**What the task asks:** Copy out the lines in the items below, starting with the line containing "ceiling dome light" and continuing through the line containing "[[[191,67],[191,85],[206,85],[206,65]]]", with both of those lines included.

[Image boundary annotation data]
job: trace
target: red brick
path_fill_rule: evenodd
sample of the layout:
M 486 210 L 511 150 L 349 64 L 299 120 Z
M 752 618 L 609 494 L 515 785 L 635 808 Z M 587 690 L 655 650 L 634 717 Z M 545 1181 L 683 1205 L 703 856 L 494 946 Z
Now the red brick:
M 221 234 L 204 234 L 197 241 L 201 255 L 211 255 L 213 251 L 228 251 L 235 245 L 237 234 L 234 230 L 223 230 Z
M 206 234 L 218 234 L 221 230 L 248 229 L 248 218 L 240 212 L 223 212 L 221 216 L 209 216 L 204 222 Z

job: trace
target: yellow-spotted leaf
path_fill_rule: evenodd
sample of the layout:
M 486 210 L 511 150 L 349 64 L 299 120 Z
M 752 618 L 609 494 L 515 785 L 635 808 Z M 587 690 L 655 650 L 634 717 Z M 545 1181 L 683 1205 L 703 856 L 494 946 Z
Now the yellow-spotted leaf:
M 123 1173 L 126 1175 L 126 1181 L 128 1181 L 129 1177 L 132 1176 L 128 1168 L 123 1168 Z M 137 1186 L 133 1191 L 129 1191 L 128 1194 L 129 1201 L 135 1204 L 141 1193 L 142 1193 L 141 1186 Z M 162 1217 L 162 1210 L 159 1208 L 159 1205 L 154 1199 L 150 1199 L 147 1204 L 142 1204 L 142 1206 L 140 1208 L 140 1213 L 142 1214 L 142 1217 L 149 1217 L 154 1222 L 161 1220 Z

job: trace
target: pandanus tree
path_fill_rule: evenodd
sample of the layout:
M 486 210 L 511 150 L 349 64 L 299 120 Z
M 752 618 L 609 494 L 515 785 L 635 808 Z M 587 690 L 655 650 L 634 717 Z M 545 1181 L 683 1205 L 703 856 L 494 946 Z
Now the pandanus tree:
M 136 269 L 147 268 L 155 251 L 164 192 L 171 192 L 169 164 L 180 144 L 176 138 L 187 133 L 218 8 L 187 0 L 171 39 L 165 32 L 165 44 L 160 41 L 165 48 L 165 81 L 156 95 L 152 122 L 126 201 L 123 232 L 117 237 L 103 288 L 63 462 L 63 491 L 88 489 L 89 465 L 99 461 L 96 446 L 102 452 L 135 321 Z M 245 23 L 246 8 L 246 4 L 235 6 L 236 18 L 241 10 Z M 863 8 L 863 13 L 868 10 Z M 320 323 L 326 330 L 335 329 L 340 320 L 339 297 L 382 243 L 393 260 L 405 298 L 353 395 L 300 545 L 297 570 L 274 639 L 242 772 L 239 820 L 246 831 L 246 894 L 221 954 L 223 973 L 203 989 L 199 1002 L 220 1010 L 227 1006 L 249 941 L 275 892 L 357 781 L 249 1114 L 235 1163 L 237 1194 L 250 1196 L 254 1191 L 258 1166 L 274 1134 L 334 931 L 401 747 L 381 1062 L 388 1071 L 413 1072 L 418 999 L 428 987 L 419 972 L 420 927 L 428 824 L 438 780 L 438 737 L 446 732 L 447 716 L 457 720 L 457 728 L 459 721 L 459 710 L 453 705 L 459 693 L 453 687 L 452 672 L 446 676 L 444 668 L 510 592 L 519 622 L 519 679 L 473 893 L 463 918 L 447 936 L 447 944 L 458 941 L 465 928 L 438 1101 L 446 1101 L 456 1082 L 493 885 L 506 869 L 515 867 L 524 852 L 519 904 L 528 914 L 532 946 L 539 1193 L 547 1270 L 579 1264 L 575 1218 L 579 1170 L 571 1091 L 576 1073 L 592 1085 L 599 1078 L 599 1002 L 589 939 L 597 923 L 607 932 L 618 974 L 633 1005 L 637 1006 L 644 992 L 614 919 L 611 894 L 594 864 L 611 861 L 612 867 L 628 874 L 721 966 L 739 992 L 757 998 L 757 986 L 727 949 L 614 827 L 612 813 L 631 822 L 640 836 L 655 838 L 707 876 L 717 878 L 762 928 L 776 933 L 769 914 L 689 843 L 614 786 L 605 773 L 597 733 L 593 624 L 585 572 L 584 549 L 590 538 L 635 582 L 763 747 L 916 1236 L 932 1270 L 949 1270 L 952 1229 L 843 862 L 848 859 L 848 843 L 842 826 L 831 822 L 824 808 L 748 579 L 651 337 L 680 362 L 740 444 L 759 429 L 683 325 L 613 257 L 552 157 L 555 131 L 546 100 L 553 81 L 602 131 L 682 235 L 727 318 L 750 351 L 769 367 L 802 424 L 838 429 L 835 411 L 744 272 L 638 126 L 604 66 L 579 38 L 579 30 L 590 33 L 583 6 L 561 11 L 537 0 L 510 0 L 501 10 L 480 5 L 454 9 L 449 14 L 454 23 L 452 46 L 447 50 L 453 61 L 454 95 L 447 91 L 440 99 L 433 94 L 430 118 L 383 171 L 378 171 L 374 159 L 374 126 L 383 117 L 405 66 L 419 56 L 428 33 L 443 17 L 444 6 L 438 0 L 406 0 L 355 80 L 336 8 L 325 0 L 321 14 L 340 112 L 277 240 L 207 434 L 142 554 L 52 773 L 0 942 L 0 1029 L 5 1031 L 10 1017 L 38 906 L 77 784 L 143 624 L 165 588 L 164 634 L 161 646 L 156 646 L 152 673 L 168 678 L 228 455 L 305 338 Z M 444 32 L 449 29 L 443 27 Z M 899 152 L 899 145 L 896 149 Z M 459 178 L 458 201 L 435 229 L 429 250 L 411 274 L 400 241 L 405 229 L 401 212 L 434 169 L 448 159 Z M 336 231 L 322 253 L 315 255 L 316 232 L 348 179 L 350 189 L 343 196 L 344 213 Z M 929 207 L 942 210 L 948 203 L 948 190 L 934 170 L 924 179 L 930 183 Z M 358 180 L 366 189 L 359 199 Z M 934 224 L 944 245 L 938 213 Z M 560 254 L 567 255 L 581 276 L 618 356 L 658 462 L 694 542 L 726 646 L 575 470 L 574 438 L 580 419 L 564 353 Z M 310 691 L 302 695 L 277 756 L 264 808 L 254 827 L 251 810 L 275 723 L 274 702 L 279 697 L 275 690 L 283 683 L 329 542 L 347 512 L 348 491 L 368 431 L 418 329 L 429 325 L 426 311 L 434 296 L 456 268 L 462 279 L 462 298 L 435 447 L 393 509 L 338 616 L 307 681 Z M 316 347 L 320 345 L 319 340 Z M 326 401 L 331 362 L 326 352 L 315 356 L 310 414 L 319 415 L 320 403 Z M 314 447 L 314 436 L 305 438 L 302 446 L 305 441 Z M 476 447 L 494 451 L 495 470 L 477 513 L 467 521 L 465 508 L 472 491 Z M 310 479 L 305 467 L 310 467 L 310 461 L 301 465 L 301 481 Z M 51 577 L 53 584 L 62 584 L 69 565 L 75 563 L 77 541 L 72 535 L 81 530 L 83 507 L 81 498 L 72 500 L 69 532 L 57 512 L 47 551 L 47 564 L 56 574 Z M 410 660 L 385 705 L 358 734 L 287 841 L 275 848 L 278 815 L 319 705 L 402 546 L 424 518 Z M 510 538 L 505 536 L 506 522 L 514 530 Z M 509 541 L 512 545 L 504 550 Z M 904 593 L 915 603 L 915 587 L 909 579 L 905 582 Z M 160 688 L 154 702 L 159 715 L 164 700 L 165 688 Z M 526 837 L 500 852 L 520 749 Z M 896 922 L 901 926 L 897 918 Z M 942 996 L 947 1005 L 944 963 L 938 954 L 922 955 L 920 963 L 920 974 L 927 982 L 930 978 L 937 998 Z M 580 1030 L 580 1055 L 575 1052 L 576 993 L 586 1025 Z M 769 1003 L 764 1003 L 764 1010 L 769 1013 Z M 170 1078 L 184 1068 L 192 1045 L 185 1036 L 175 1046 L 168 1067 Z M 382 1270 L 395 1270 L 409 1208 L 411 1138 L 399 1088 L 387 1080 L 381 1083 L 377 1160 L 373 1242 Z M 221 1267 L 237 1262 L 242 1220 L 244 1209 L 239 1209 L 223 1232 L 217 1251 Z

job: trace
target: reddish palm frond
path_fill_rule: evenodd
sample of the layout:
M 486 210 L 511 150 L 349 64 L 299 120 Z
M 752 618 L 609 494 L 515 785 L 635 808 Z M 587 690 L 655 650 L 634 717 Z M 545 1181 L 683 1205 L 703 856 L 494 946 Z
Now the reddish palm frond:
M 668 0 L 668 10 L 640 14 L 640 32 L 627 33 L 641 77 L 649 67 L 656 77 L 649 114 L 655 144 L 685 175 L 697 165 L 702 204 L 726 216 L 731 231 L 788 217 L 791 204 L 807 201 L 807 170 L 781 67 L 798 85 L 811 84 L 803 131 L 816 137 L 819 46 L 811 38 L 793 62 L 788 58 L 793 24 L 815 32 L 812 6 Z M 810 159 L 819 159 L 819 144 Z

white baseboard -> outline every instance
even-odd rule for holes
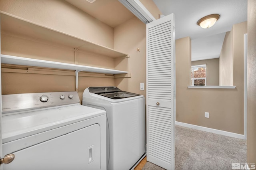
[[[233,133],[232,132],[227,132],[226,131],[221,130],[220,130],[209,128],[200,126],[195,125],[194,125],[189,124],[188,123],[183,123],[180,122],[175,121],[175,125],[193,128],[194,129],[199,130],[200,130],[204,131],[205,132],[211,132],[216,134],[222,134],[222,135],[227,136],[228,136],[233,137],[234,138],[239,138],[242,139],[246,139],[245,136],[244,134],[238,134],[238,133]]]

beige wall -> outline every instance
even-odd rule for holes
[[[146,25],[136,17],[114,29],[65,1],[3,0],[1,3],[1,10],[4,12],[129,54],[129,58],[114,59],[86,51],[79,52],[78,64],[128,71],[132,75],[131,78],[114,79],[112,76],[97,77],[98,75],[96,77],[82,76],[80,73],[78,93],[80,100],[84,90],[89,86],[116,86],[122,90],[146,96]],[[155,10],[159,11],[158,9]],[[151,11],[154,11],[154,8]],[[74,51],[71,47],[33,38],[14,36],[8,34],[2,34],[2,36],[3,54],[75,62]],[[136,49],[137,48],[140,48],[139,52]],[[24,69],[28,69],[22,68]],[[20,71],[4,70],[2,71],[3,94],[75,90],[74,72],[62,74],[58,71],[54,73],[42,71],[35,74],[30,71],[18,73]],[[145,90],[140,90],[140,83],[145,83]]]
[[[219,85],[219,58],[194,61],[191,65],[206,65],[206,85]]]
[[[5,0],[4,12],[101,45],[114,48],[114,29],[63,0]],[[1,33],[2,53],[74,63],[75,51],[71,47]],[[78,64],[114,69],[114,59],[86,51],[78,52]],[[3,66],[3,67],[6,67]],[[2,69],[2,94],[75,91],[74,71],[35,71]],[[22,70],[28,69],[22,68]],[[89,86],[115,86],[112,76],[79,76],[78,94]]]
[[[256,1],[248,0],[247,162],[256,163]]]
[[[157,8],[153,0],[140,0],[140,1],[156,19],[157,20],[159,18],[159,14],[162,14],[162,12]]]
[[[246,22],[234,25],[235,89],[188,89],[191,63],[189,38],[176,41],[176,121],[244,134],[244,34]],[[204,112],[210,118],[204,118]]]
[[[220,85],[233,85],[234,54],[233,36],[230,32],[225,36],[220,55]]]

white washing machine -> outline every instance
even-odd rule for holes
[[[3,169],[106,169],[104,111],[75,91],[2,95]]]
[[[106,111],[107,169],[134,169],[146,156],[144,96],[115,87],[90,87],[82,104]]]

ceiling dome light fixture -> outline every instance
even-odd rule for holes
[[[197,25],[203,28],[209,28],[215,24],[220,17],[220,15],[217,14],[208,15],[199,20],[197,22]]]

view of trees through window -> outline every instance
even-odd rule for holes
[[[191,67],[191,85],[206,85],[206,65]]]

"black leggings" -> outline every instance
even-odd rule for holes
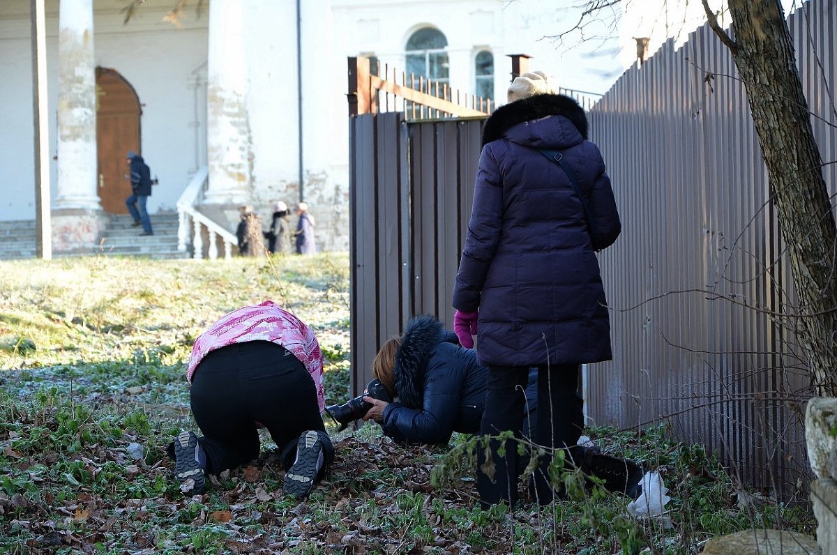
[[[309,429],[326,443],[316,388],[305,366],[285,347],[266,341],[236,343],[207,354],[191,390],[192,413],[203,433],[207,472],[237,468],[259,456],[256,423],[267,428],[281,450],[285,469],[296,442]],[[334,456],[330,441],[326,461]]]

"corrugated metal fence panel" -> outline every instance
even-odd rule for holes
[[[474,198],[485,119],[410,122],[413,315],[453,327],[450,305]]]
[[[834,12],[809,3],[788,22],[826,162],[837,160]],[[588,413],[620,427],[662,417],[746,481],[789,495],[808,468],[793,400],[809,378],[793,333],[768,314],[793,306],[793,284],[736,75],[705,27],[626,72],[591,112],[623,235],[601,256],[614,357],[590,368]]]
[[[352,395],[410,316],[453,326],[484,121],[408,124],[398,112],[351,118]]]
[[[350,121],[352,253],[351,395],[372,379],[381,344],[398,332],[411,295],[403,271],[409,218],[403,116],[363,115]]]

**Task answer:**
ceiling dome light fixture -> outline every instance
even-odd rule for holes
[[[197,25],[203,28],[209,28],[215,24],[220,17],[220,15],[217,14],[208,15],[199,20],[197,22]]]

view of trees through window -> outline every instance
even-odd rule for holes
[[[191,67],[191,85],[206,85],[206,65]]]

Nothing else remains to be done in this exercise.